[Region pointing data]
────────
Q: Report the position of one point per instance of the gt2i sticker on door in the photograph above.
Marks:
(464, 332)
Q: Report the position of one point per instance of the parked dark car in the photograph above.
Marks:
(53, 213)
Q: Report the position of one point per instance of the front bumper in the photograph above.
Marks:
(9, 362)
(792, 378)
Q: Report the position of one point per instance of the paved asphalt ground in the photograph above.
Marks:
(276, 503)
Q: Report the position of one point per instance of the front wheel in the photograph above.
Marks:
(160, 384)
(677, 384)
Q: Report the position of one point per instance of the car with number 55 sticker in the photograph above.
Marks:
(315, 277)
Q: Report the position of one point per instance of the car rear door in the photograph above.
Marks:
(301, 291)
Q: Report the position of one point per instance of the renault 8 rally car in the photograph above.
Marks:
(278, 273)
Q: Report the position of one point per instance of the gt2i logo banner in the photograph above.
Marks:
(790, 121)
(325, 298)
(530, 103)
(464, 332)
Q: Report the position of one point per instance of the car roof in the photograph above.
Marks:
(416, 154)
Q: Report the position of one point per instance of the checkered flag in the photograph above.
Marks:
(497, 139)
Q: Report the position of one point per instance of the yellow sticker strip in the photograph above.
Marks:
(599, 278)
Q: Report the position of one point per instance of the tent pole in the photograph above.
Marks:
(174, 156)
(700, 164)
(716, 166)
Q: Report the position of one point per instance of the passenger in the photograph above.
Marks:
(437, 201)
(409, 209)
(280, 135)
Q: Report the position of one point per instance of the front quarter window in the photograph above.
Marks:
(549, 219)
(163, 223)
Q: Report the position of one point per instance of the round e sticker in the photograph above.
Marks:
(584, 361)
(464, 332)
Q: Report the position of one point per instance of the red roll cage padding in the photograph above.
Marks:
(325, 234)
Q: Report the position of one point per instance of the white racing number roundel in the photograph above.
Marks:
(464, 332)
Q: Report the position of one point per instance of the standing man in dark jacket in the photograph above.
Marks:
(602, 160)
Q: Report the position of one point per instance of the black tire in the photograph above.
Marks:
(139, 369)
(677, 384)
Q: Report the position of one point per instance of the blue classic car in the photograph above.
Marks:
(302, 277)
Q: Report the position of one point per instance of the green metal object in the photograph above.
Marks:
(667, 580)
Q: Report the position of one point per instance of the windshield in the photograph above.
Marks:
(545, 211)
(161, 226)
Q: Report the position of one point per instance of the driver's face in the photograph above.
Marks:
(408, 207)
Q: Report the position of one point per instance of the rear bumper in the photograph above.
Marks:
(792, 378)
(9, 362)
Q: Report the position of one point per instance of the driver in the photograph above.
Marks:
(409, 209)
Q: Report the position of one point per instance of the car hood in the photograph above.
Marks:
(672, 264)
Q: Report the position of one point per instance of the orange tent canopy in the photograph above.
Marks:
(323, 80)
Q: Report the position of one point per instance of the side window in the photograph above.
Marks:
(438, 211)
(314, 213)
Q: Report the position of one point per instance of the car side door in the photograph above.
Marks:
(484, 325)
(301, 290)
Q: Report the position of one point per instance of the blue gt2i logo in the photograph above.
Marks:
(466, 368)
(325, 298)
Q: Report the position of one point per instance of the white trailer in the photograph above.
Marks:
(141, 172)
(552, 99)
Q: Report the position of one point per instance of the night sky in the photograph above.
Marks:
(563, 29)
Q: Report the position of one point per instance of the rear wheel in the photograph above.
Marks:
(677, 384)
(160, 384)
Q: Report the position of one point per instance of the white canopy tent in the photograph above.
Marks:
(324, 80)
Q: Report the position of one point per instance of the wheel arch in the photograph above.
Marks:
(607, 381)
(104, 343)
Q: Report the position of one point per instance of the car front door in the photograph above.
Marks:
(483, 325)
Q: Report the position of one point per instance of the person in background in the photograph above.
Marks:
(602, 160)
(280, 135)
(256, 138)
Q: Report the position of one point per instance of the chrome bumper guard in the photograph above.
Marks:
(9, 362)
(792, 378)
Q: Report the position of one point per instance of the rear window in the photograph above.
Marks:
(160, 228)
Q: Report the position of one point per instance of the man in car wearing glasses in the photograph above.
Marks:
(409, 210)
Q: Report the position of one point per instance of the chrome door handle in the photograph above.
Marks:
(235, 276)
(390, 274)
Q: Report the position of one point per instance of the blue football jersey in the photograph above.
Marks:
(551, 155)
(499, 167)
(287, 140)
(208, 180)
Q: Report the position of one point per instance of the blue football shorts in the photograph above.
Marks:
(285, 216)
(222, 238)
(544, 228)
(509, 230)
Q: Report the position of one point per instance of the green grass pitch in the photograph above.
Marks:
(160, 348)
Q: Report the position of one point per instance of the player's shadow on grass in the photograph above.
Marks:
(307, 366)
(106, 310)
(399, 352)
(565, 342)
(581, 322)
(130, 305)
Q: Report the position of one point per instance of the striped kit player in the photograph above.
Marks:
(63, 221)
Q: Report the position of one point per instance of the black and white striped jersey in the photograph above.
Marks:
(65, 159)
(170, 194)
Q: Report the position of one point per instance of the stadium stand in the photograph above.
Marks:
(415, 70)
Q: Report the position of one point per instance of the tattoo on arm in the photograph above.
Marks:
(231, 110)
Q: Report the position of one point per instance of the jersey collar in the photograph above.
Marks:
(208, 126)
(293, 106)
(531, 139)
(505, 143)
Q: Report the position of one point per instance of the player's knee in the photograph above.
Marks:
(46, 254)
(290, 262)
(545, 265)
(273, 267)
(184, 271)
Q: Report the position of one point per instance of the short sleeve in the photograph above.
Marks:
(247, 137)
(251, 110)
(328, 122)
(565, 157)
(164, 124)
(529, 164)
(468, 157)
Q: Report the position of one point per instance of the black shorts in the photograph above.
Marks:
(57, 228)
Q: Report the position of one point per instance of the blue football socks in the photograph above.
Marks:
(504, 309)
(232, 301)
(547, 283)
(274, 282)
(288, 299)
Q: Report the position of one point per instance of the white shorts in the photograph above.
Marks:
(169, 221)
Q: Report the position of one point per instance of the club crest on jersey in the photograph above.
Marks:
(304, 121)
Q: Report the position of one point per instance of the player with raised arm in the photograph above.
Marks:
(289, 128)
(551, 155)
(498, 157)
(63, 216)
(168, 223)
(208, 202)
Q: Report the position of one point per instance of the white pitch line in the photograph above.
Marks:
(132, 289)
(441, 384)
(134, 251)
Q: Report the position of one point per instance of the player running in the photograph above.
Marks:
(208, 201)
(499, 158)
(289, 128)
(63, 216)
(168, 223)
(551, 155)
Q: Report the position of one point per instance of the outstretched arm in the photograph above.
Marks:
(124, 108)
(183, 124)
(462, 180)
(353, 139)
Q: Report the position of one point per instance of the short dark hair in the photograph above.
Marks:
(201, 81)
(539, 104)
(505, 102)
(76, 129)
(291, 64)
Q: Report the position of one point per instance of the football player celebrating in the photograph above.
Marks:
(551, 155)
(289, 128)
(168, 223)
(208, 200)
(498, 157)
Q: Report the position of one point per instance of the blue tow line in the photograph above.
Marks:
────────
» EXERCISE GOAL
Of the lines above, extract only those from the line with "football shorts in the photograph above." to the line with "pitch in the photograph above.", both included, exactly as written.

» EXERCISE OUTPUT
Q: Report the position of one point per instance of the blue football shorts in the photograph above.
Marks:
(285, 216)
(222, 238)
(544, 228)
(509, 230)
Q: Report the position of one point per instance of the green grass pitch in the photograph above.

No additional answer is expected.